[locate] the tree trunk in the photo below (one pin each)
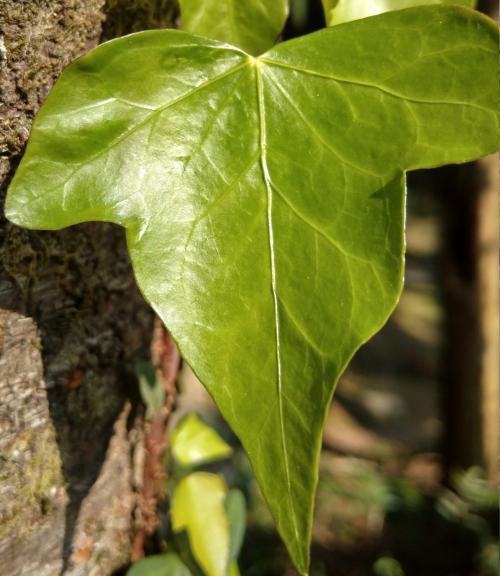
(469, 196)
(72, 324)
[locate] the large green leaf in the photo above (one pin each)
(198, 508)
(340, 11)
(264, 201)
(252, 25)
(194, 443)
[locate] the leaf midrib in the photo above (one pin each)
(272, 257)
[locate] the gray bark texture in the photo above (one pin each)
(72, 324)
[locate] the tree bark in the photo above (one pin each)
(72, 324)
(469, 195)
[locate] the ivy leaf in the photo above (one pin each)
(340, 11)
(263, 200)
(198, 508)
(252, 25)
(194, 443)
(236, 510)
(160, 565)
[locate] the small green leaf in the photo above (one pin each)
(263, 200)
(198, 508)
(340, 11)
(162, 565)
(194, 443)
(236, 510)
(252, 25)
(150, 387)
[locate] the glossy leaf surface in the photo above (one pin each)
(252, 25)
(264, 201)
(340, 11)
(198, 508)
(194, 443)
(161, 565)
(236, 510)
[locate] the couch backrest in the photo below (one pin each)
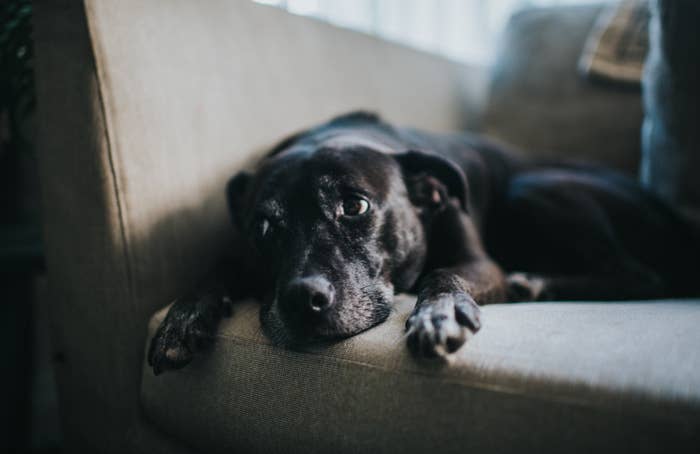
(146, 107)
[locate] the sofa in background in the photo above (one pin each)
(146, 107)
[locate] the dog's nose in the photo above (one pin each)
(313, 293)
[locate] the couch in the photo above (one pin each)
(146, 107)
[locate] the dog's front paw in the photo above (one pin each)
(187, 329)
(526, 287)
(441, 325)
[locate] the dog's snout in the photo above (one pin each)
(314, 294)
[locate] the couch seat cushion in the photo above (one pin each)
(550, 377)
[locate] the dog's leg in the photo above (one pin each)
(629, 282)
(191, 322)
(462, 275)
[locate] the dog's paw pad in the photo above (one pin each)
(441, 326)
(176, 341)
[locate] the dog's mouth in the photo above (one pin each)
(293, 330)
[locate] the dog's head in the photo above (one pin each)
(338, 216)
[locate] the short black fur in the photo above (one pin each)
(338, 218)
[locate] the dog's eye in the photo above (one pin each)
(263, 227)
(354, 206)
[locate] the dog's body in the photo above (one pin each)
(339, 218)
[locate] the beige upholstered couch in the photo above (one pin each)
(146, 107)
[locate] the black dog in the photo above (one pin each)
(338, 219)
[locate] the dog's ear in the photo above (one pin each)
(236, 195)
(431, 179)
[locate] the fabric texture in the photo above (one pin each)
(552, 377)
(617, 46)
(541, 103)
(671, 137)
(145, 109)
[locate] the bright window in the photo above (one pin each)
(463, 30)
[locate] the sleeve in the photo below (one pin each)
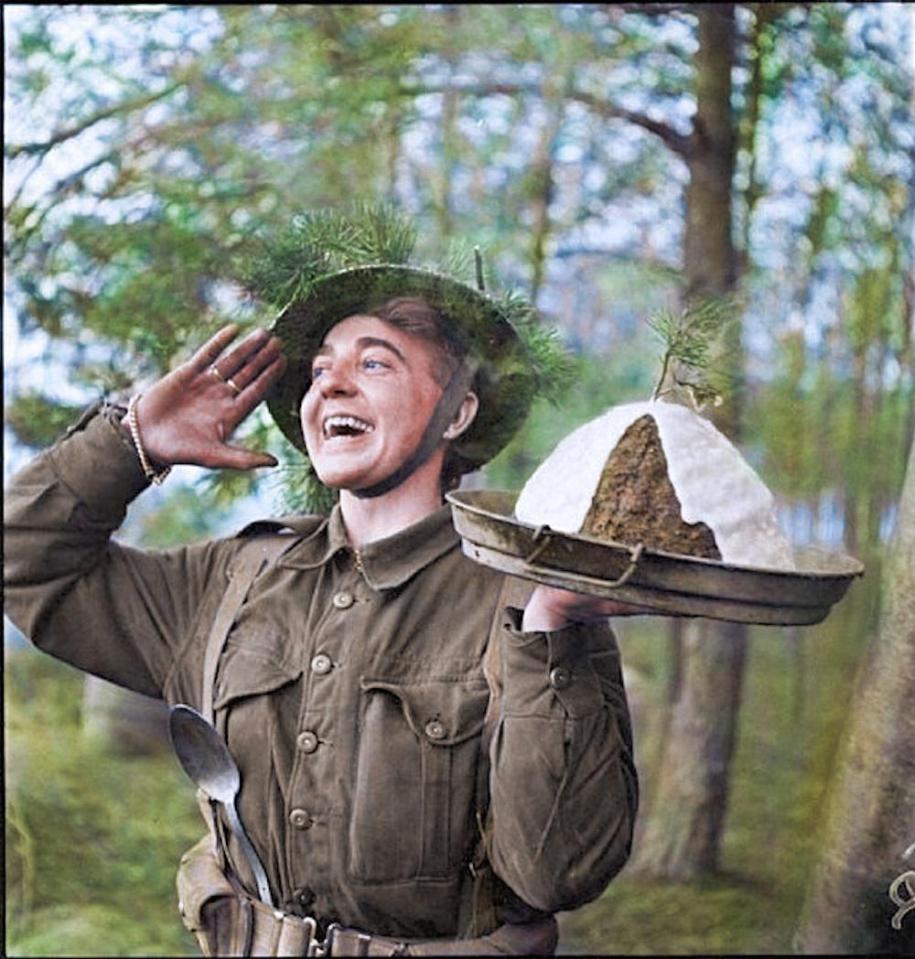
(117, 612)
(563, 782)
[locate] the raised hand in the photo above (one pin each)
(190, 414)
(552, 608)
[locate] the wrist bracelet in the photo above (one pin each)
(154, 475)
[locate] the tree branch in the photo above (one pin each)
(678, 142)
(67, 133)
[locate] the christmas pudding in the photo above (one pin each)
(659, 474)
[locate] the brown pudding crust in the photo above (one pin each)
(636, 503)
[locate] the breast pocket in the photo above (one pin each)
(415, 781)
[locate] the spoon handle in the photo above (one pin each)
(260, 876)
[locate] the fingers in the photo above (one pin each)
(235, 363)
(234, 457)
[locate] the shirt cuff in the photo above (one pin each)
(96, 461)
(548, 673)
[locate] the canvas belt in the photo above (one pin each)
(275, 933)
(259, 929)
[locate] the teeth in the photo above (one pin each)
(346, 422)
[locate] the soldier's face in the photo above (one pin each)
(373, 390)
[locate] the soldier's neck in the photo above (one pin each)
(378, 517)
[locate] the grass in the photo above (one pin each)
(795, 700)
(93, 838)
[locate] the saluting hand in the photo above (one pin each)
(190, 414)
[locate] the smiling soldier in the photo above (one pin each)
(435, 758)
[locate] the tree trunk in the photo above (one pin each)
(871, 818)
(682, 837)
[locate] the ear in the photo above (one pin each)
(464, 417)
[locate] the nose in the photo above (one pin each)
(336, 380)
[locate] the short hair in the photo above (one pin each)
(412, 314)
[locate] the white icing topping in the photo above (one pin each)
(714, 483)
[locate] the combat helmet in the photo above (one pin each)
(328, 265)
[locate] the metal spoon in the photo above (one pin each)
(206, 759)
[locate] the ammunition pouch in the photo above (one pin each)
(226, 921)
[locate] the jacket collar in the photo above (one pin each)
(387, 562)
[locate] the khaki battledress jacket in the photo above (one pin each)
(353, 699)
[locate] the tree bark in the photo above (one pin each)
(871, 818)
(682, 836)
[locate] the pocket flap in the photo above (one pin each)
(250, 672)
(442, 712)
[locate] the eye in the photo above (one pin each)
(373, 363)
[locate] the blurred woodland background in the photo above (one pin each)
(610, 160)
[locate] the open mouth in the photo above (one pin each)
(345, 426)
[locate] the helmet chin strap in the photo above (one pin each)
(446, 409)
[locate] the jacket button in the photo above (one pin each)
(321, 664)
(343, 599)
(300, 819)
(304, 897)
(435, 730)
(307, 741)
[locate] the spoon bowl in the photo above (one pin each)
(206, 759)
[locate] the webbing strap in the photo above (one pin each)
(251, 559)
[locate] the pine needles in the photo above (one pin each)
(693, 342)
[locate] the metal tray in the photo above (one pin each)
(667, 582)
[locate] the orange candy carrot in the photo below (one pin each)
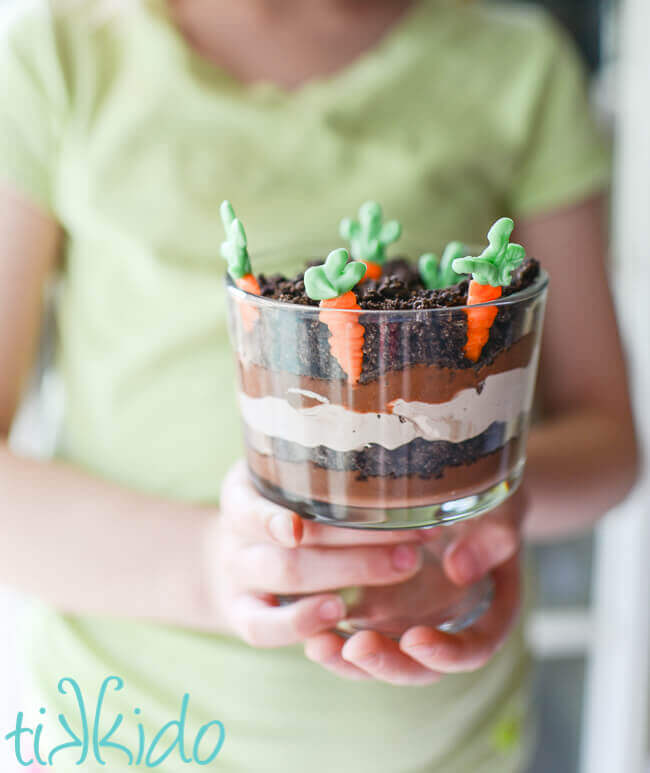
(346, 342)
(479, 321)
(369, 236)
(249, 283)
(249, 314)
(332, 284)
(373, 270)
(490, 270)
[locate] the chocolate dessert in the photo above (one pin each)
(364, 395)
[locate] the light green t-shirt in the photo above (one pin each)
(463, 113)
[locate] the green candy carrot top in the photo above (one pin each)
(235, 250)
(490, 271)
(437, 274)
(331, 284)
(369, 236)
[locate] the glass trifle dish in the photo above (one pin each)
(381, 393)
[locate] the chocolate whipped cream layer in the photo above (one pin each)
(426, 459)
(426, 383)
(291, 483)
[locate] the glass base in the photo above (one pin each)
(396, 518)
(428, 599)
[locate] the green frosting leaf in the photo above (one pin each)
(369, 235)
(494, 266)
(437, 274)
(235, 248)
(334, 278)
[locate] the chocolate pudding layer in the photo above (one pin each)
(307, 482)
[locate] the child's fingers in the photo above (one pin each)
(382, 659)
(271, 569)
(335, 536)
(261, 623)
(486, 543)
(251, 515)
(482, 549)
(471, 649)
(325, 649)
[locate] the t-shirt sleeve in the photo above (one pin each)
(565, 157)
(32, 103)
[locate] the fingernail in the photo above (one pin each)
(405, 557)
(281, 529)
(466, 565)
(332, 609)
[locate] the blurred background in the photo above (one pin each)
(589, 632)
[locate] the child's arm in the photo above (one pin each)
(582, 459)
(79, 543)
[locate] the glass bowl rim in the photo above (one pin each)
(529, 293)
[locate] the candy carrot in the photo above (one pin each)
(235, 250)
(332, 284)
(490, 271)
(369, 237)
(437, 274)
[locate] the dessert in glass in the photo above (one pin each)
(390, 394)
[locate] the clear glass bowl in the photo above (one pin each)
(423, 438)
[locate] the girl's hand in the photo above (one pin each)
(259, 550)
(423, 655)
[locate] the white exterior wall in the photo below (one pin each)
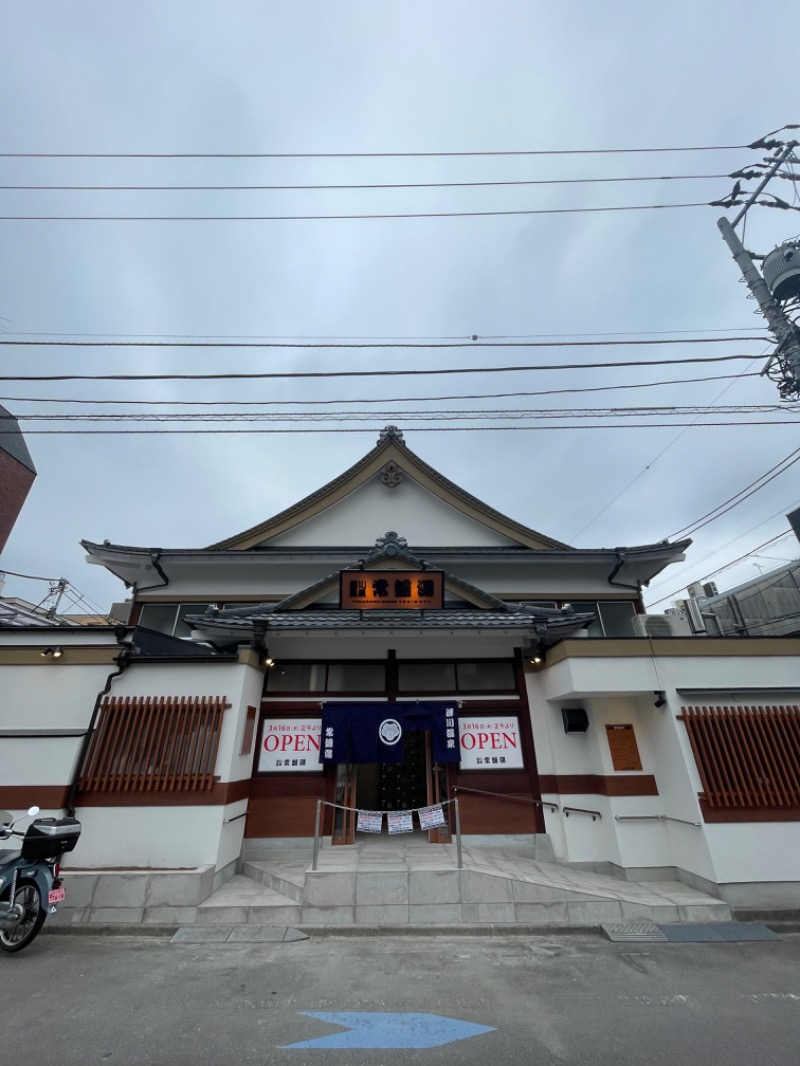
********
Given request: Find every line in the listing above that contains the word "white" and copy each of those lines in full.

The output:
[locate] the white icing topping in the photo above (one pin each)
[locate] the white exterior wall in the photo below (one pin each)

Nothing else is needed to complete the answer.